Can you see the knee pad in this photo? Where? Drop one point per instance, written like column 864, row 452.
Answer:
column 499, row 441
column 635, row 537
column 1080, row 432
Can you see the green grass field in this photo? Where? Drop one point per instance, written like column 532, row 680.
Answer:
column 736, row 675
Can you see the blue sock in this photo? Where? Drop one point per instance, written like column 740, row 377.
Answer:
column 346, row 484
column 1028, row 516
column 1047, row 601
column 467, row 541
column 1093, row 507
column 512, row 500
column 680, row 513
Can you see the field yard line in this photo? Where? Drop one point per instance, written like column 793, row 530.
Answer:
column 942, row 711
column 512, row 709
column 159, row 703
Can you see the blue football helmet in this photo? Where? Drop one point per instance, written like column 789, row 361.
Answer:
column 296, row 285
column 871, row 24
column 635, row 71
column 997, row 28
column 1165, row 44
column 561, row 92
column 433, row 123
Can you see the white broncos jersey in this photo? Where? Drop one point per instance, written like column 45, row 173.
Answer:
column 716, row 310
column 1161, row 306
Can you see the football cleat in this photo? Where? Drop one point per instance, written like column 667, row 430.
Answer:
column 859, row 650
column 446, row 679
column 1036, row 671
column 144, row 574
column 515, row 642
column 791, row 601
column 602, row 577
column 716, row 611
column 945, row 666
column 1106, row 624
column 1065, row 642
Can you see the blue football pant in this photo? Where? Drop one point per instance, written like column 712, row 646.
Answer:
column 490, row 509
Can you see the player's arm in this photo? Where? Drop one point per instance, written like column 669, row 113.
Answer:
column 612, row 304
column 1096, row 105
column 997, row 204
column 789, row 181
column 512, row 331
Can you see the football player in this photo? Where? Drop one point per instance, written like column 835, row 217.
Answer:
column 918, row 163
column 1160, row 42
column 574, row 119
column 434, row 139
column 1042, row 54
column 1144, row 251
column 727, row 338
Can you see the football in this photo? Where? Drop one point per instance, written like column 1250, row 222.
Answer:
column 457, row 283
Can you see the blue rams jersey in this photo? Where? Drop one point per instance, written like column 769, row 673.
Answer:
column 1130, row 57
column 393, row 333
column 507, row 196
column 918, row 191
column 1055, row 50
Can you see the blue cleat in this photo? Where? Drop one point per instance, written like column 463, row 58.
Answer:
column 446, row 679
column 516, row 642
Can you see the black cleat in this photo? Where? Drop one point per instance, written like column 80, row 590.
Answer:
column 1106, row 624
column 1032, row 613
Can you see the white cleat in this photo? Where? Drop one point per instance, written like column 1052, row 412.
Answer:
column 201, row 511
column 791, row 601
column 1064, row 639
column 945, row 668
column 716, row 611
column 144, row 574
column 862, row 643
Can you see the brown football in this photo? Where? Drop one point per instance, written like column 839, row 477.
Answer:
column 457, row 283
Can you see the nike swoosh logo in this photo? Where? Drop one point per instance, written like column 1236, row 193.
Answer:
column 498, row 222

§ **AUFGABENSTELLUNG**:
Formatiere die Daten von der Zeile mit „Can you see the blue cleat“ bis einschließlich der Zeile mit „column 516, row 642“ als CSV mit den beiden Spalten „eingabe“ und „ausgabe“. Der Text gehört in „eingabe“ und die zugehörige Antwort in „ausgabe“. Jeder Wert steht als einzelnes Feld in Anführungszeichen, und Zeilenumbrüche werden durch Leerzeichen ersetzt.

§ **SCHRIFTLICHE ANTWORT**:
eingabe,ausgabe
"Can you see the blue cleat in this photo? Where? Drop one point per instance, written like column 463, row 58. Answer:","column 446, row 679 column 516, row 642"